▶ Data provided:
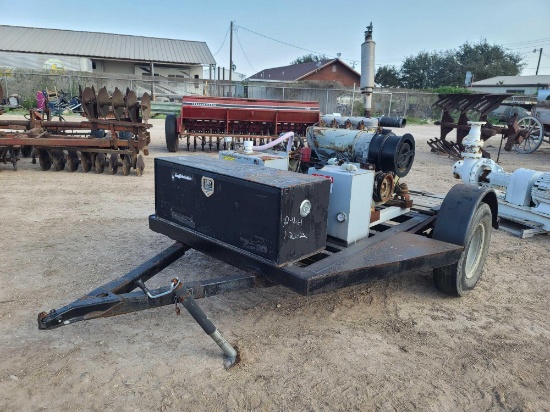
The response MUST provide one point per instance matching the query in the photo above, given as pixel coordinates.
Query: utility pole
(231, 50)
(538, 64)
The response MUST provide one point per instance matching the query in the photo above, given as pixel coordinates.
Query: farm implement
(518, 133)
(115, 134)
(222, 122)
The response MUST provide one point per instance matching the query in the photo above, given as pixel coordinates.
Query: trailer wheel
(99, 163)
(72, 161)
(98, 134)
(170, 130)
(126, 165)
(26, 151)
(86, 161)
(461, 277)
(44, 159)
(113, 163)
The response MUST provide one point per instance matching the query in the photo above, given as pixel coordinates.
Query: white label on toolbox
(326, 177)
(180, 176)
(207, 186)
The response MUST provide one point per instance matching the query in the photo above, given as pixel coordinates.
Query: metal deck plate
(386, 254)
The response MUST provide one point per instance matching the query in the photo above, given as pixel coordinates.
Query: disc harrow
(114, 135)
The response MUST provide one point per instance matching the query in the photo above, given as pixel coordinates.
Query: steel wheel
(535, 135)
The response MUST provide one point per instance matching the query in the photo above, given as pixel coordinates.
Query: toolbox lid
(254, 173)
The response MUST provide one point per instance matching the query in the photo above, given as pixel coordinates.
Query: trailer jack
(116, 298)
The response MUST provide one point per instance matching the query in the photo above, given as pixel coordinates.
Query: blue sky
(401, 28)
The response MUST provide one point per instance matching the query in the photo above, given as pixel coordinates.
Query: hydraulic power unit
(350, 200)
(275, 214)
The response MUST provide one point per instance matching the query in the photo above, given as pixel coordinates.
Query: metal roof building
(102, 48)
(324, 70)
(513, 84)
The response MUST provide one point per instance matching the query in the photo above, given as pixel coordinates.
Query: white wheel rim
(475, 251)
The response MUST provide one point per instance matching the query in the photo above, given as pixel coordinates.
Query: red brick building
(324, 70)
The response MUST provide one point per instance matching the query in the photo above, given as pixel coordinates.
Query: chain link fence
(346, 101)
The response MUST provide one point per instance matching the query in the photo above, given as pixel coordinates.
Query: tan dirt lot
(394, 345)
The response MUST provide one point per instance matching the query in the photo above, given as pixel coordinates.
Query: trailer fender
(457, 211)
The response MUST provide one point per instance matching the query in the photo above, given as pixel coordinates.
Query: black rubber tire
(125, 135)
(26, 151)
(86, 161)
(171, 133)
(44, 159)
(72, 161)
(140, 165)
(58, 160)
(461, 277)
(113, 163)
(98, 134)
(126, 165)
(99, 163)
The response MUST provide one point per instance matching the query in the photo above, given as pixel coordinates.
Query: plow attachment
(480, 103)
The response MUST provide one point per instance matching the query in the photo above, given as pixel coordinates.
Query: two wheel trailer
(273, 225)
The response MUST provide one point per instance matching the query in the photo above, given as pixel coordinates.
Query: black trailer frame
(401, 245)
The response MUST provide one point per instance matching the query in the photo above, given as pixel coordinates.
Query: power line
(526, 41)
(291, 45)
(224, 39)
(239, 41)
(526, 47)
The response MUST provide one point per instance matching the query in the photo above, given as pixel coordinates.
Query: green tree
(486, 60)
(308, 58)
(430, 70)
(387, 76)
(419, 72)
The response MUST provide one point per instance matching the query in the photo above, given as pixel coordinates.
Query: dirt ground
(394, 345)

▶ Exercise details:
Reproduce all of the material above word for word. Omit the pictures.

▶ Answer below:
The response MUST provide one point per instance matching the query in the photo above, given as pixel coordinates.
Query: utility pole
(231, 50)
(538, 64)
The response MUST provide one point per instance matching the query in the photo above, given as pixel coordinates.
Query: farm implement
(518, 133)
(115, 134)
(222, 122)
The response MUST provide one point per instance matching the query in the photo above, given as pixel coordinates.
Query: trailer wheel
(99, 163)
(72, 161)
(98, 134)
(170, 130)
(126, 165)
(26, 151)
(86, 161)
(461, 277)
(44, 159)
(113, 163)
The response MUST provide one point per instance matching the query in the photo above, given as pixel coordinates.
Query: white label on toolbox
(326, 177)
(180, 176)
(207, 186)
The response MUST provide one point per instance matching the query in the photo above, given as pixel coordinates.
Query: metal deck plate
(386, 254)
The response MUST provide one point per instance matching the query in the photo above, given as pixel coordinates.
Query: disc harrow
(114, 135)
The response MUST provide one point per instance matching the query in the photo above, given as pixel coordinates.
Query: steel wheel
(535, 135)
The response MUST provide one point per instance matching the query in the photo above, given as pixel coordinates.
Query: toolbox lid
(254, 173)
The response MUST provide one point per instance matching the query in the photo above, given as pixel coordinates.
Query: trailer jack
(116, 298)
The response MUST provide one point per instance matching the query in the photo above, given as pixel coordinates.
Query: blue sky
(401, 28)
The response MUST provide one point per instance matching the query in the photo above, given as pixel coordinates.
Query: hydraulic power unit
(350, 200)
(275, 214)
The response MUST provide one point per instance matching the query in the photo above, given as pixel coordinates.
Query: metal roof building
(102, 48)
(324, 70)
(513, 84)
The response MUST provide one point per instance matching the query in the photo above, given as pixel coordinates.
Query: white wheel rim
(475, 251)
The response MUST provide one point per instance matching the query in the photo above, given as pixel coordinates.
Query: red brick building
(324, 70)
The response MUST provide one point per instance matching the query in the photo above, given as pixel coordinates.
Query: chain link fence
(346, 101)
The response MUST provide one point per instance matching the query in the photo above, given as pixel coordinates.
Query: tan dirt lot
(394, 345)
The response MUST provide one point per instance matching the query in the photo above, given as pixel coordinates.
Query: trailer fender
(457, 211)
The response MUST provide one point per instance matching the query in the photo above, given as pixel coordinates.
Query: black rubber tire
(125, 135)
(26, 151)
(86, 161)
(171, 133)
(44, 159)
(72, 161)
(140, 165)
(58, 160)
(461, 277)
(113, 163)
(98, 134)
(126, 165)
(99, 163)
The response MUST provide one point per instance matching the query in the photo above, given as pixel coordinates.
Query: plow attachment
(480, 103)
The response MUST provide one point per instance matching the query in the photo above, given as pixel coordinates.
Query: two wheel trailer
(273, 225)
The response MUST provide one point per instance matching the query in the photo above, given as pixel coordinates.
Query: black trailer frame
(401, 245)
The response MUST provide one point per instance matching the query in the photo above, given as pixel coordinates.
Query: power line
(526, 41)
(291, 45)
(224, 39)
(239, 41)
(526, 47)
The response MUST provide one point per instance matching the query in the photo above, given as pixel coordinates.
Query: green tree
(486, 60)
(308, 58)
(430, 70)
(387, 76)
(419, 72)
The response MUST provide one point per instance matching the query in the photo above, given as pixel coordinates.
Query: dirt ground
(394, 345)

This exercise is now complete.